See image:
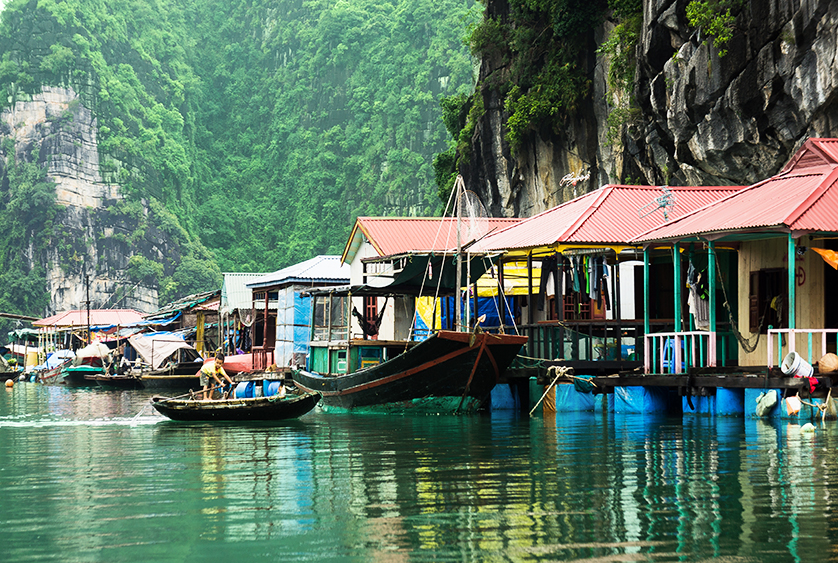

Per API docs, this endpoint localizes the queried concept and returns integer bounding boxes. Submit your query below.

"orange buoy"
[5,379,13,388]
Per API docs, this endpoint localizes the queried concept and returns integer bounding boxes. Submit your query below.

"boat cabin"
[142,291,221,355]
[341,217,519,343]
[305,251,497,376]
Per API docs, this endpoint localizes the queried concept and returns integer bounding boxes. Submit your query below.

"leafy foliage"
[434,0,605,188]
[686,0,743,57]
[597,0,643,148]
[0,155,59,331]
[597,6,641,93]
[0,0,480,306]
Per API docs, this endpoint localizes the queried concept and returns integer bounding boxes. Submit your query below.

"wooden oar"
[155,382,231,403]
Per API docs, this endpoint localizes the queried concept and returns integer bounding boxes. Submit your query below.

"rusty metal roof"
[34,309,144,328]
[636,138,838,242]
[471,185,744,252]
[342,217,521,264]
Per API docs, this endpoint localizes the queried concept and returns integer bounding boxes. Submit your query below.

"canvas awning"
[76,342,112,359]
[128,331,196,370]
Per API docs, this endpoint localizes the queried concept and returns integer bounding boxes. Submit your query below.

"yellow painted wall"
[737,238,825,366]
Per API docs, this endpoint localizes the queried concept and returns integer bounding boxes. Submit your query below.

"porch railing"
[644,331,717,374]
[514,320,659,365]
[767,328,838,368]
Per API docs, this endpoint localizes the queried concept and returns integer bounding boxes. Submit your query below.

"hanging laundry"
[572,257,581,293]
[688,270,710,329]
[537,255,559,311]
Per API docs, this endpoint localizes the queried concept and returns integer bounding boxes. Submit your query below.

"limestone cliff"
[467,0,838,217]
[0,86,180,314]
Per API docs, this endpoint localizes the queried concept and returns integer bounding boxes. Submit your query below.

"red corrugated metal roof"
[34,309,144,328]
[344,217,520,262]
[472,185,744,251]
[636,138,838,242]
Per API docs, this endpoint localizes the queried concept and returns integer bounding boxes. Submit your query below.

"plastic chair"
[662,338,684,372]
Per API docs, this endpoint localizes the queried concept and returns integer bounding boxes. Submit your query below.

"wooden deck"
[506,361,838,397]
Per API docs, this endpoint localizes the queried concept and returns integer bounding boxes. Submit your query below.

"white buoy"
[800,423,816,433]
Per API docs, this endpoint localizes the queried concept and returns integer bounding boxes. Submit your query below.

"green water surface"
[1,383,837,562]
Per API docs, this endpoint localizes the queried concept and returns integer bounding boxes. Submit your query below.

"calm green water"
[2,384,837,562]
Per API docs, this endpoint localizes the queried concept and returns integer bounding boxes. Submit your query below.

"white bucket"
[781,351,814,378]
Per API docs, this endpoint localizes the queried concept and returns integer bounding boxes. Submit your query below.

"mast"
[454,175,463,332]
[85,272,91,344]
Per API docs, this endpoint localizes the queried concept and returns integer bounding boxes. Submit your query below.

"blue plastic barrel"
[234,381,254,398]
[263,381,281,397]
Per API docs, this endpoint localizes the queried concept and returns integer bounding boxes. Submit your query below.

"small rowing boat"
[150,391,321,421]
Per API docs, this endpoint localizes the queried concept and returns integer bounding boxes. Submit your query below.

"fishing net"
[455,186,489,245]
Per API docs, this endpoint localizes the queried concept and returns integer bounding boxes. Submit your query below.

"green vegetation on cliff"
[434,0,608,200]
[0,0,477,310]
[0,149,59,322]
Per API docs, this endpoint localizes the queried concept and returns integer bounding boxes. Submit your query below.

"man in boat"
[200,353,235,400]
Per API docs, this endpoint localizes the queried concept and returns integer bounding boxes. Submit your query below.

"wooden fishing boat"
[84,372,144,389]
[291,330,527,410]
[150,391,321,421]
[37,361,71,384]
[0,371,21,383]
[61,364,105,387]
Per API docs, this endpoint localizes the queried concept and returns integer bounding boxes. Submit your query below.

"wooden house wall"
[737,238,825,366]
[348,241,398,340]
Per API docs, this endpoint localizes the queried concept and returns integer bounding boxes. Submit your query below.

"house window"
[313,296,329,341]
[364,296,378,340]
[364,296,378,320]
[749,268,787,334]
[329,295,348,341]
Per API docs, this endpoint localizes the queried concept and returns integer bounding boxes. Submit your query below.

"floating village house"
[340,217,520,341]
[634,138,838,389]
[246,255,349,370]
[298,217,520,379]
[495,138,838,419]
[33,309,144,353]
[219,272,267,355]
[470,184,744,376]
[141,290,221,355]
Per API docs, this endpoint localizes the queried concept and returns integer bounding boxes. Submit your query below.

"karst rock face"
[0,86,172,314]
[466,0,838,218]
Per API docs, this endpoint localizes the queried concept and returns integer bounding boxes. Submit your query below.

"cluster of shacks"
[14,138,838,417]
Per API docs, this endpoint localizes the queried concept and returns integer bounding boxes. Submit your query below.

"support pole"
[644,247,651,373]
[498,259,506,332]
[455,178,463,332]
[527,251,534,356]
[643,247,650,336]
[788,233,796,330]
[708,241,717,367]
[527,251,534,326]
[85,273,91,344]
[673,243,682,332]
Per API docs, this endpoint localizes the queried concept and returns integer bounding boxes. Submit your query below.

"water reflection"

------------------------------------

Give the data above again, exactly, with every picture removed.

• _EXERCISE RESPONSE_
See image:

Per API docs, this endpoint localizes the queried concept and returns integer bounding boxes. Submit your query below.

"orange buoy"
[5,379,13,388]
Per API docs, this endpoint localizes the queried concept and returns integer bounding boxes. Submit your query below.

"boat cabin"
[142,291,221,355]
[341,217,519,343]
[305,251,497,376]
Per API docs, this endpoint localizes the queried concept and returns integer bounding boxes. Submit your query below.

"leafy foliage"
[434,0,605,188]
[686,0,743,57]
[597,0,643,148]
[0,155,59,331]
[597,6,641,93]
[0,0,480,306]
Per API docs, this endpoint localizes the queried concept and returns integer bounding boxes. Submit your query below.

"wooden oar"
[155,382,231,403]
Per API docs, this endpoint localizes the queried concept and returns integer bounding boxes. Submit your query below.

"rusty metal roof"
[34,309,144,328]
[636,138,838,242]
[471,185,744,252]
[342,217,521,264]
Per API docs, this endpoint localizes the queried concept and returns integer bounding boxes. Submit your query below.

"canvas awning"
[76,342,112,359]
[128,331,196,370]
Per API docs, this endpoint localizes the queried concept and returns integer bounding boxes. Submit your query below.

"yellow painted wall"
[737,238,825,366]
Per API docs, this endpoint localizes the queried concept and returns integer bounding boxes. Submit your query below.

"porch railing"
[644,331,717,374]
[514,320,659,365]
[767,328,838,368]
Per API docs, this endpoint localizes the queried concept and returns integer bounding boxes. Submit your query below.

"hanging laundry"
[572,257,581,293]
[688,270,710,329]
[537,255,559,311]
Per API docs, this endpoint localizes the queried concept and returns integer bounding boxes. Submit your query below.

"limestone cliff"
[467,0,838,217]
[0,86,180,314]
Per API docs, this endpoint localizes the queried concept and returns integer bounding boxes. Submit your query below.

"red corrugated metal roof"
[34,309,144,328]
[344,217,520,262]
[472,185,744,251]
[636,138,838,242]
Per API docs, this endpoint localizes the queried concept and returns integer bounding boxes. Submit your query below.

"plastic chair"
[662,338,684,372]
Per API docs, this endpoint localizes the queried concept and returns integer bounding boxes. Submit your query below.

"wooden deck"
[506,361,838,397]
Per API docs, this endpoint localizes the queried concept and returns integer bounding boxes. Submit your query below.

"white buoy"
[800,423,816,433]
Per API docs, this endpoint localizes the queried concept and returns integer bounding boxes. Submit your query below.

"green water surface"
[1,383,837,562]
Per API docs, this endpoint localizes the queried concept and returns integer bounding boxes. Submit your query below.

"calm green water"
[2,384,837,562]
Per API docs, this endpoint localizes the queried concept and returns integer bounding boxes. Submit your query below.

"white bucket"
[781,351,814,378]
Per API docs, this endpoint localizes the queried concept and returns integer bounding boxes. Submit your query below.

"mast"
[454,175,463,332]
[85,272,91,344]
Per API docs, this endpoint localizes the queried concept and returns integer bounding boxes. Submit your query below.

"blue plastic barrel"
[234,381,254,398]
[263,381,281,397]
Per API docs, this endpoint localizes the queried concept and returns integer bounding boxes. Submit your query below.

"small rowing boat"
[150,391,321,421]
Per API docs, this endpoint localizes the queried concept and returns integer bounding boxes. Submit your query below.

"fishing net"
[455,186,489,245]
Per API docs, this endpoint localizes the queried concept and returns integer bounding boxes. Submit your query below.

"green vegetation on cliff"
[434,0,608,200]
[0,0,477,310]
[0,149,59,322]
Per API docs, this endpoint localizes the queried concept and returns integer bounding boxes. Submit your query below.

"man in boat"
[200,353,235,400]
Per API docs, this endpoint localizes the queried concept and returns integer bounding boxes. Submit your query below.

"wooden fishing boat"
[84,372,144,389]
[291,330,527,410]
[150,391,321,421]
[37,361,71,384]
[0,371,21,383]
[61,364,105,387]
Per API docs, this endpoint localizes the queried concept and returns integer bounding boxes. Submit your query below.

"wooden house wall"
[737,238,825,366]
[348,241,398,340]
Per API docs, this endpoint localizes the queried concept and returns integer bounding boxes. Submit your query below.

"house window"
[313,296,329,341]
[364,296,378,340]
[364,296,378,320]
[749,268,787,334]
[329,295,348,341]
Per API docs, this endpoint localizes the queried concept and returns integer bounding boxes. Submit your query below.

"floating village house"
[340,217,520,341]
[634,138,838,389]
[246,255,349,370]
[298,217,520,379]
[495,138,838,419]
[33,309,144,353]
[219,272,267,355]
[470,184,744,376]
[141,290,221,355]
Per API docs, this endpoint localizes the queried concept and returns integer bounding boxes. Submit your query below.

"karst rock face"
[0,86,172,314]
[466,0,838,218]
Per API docs, this endpoint localizes the queried concept and returns integer bounding boxes. Submit your query below.

"cluster of shacks"
[14,138,838,417]
Per API docs, this endpoint localizes the queried concept and returns integer bounding boxes. Submit your query below.

"support pole"
[644,247,651,373]
[498,259,506,332]
[455,178,463,332]
[527,251,534,356]
[643,247,650,336]
[788,233,796,330]
[708,241,717,367]
[527,251,534,326]
[85,273,91,344]
[673,243,682,332]
Per API docs, this endpoint localizes the queried concept and returns integer bounding boxes. Submit your query below.

"water reflection"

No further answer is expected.